• _Conjunto de tareas_:
[a] Según el texto sobre la crisis de la alimentación, ¿qué cuatro rasgos tiene a la vez la crisis que sufre la alimentación actual?
[b] Imprime sin cambios el fragmento del texto sobre la crisis de la alimentación que va desde "La aplicación de" hasta "paradojal y terminal.", ambos incluidos.

• _Texto del documento_:
Proponemos construir un modelo alimentado con datos provenientes de distintas disciplinas (ecología, antropología, nutrición, historia, economía, agronomía, sociología, epidemiología, etc.) y así comprender la tremenda dimensión del problema que enfrentamos y los atisbos de solución, al tiempo que identificamos puntos claves donde operar transformaciones. Entendemos que existe una sinergia entre el medioambiente –mediatizado por la tecnología de extracción– y el sistema económico-político y sus valores, que resultan en diferentes cocinas que modelan los cuerpos y las instituciones. Al hacerlo modelan la vida social y la forma de enfermar y morir de la población.
La aplicación de este modelo nos lleva a concluir que la alimentación actual sufre una crisis que es al mismo tiempo global, estructural, paradojal y terminal.
Global porque, si bien en principio es la crisis de las sociedades capitalistas de la órbita occidental, sus efectos se extienden a todo el mundo, y arrastran a otras sociedades, organizadas sobre la base de otros principios, por el simple hecho de habitar el mismo planeta. Entonces, aunque los cazadores recolectores pigmeos mbutis de la selva lluviosa africana no coticen sus alimentos en la bolsa, gracias a las disposiciones de la Organización Mundial del Comercio (OMC), que legitiman la agricultura extensiva de monocultivo química o la fabricación tóxica, aun si estas se producen a miles de kilómetros del entorno de los mbutis, igualmente sentirán la presión para ampliar la frontera agrícola a expensas de su selva arrinconándolos hasta hacerla desaparecer junto con su modo de vida y sufrirán las consecuencias de la lluvia ácida producida por vientos que traen las partículas de las fábricas de productos impensables para ellos producidos a miles de kilómetros y la polución de sus ríos por contaminantes arrojados en las nacientes por mineras que explotan metales en montañas que nunca conocerán.
No hay donde esconderse. Coca-Cola nos persigue a 180 países (una ironía sobre una publicidad de la empresa que decía que nos “acompaña a 180 países”).
La crisis de la alimentación actual es estructural porque, como nunca en la historia, los problemas se presentan simultáneamente en la producción, la distribución y el consumo: todas las áreas están comprometidas.

• _Filas_:

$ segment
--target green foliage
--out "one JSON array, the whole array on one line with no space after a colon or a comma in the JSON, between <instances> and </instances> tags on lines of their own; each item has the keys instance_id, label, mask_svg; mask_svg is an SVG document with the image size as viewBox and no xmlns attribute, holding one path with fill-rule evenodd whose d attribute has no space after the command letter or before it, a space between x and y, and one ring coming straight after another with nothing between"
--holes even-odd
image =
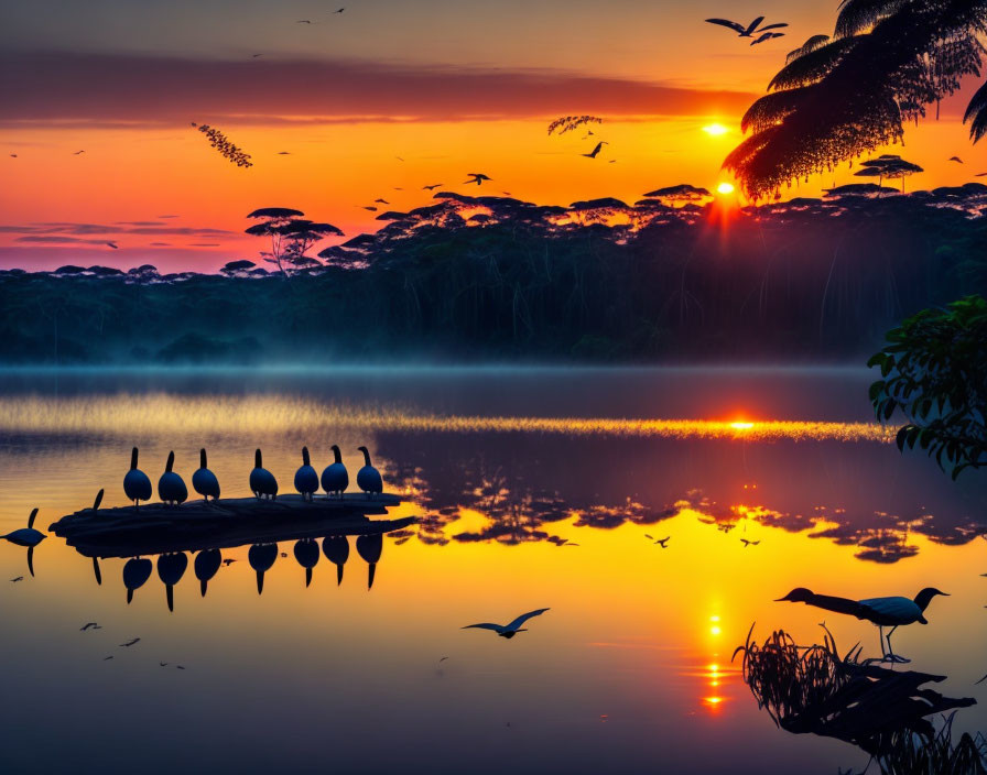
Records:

• _Respuestas_:
[a] Es global, estructural, paradojal y terminal.

[b]
La aplicación de este modelo nos lleva a concluir que la alimentación actual sufre una crisis que es al mismo tiempo global, estructural, paradojal y terminal.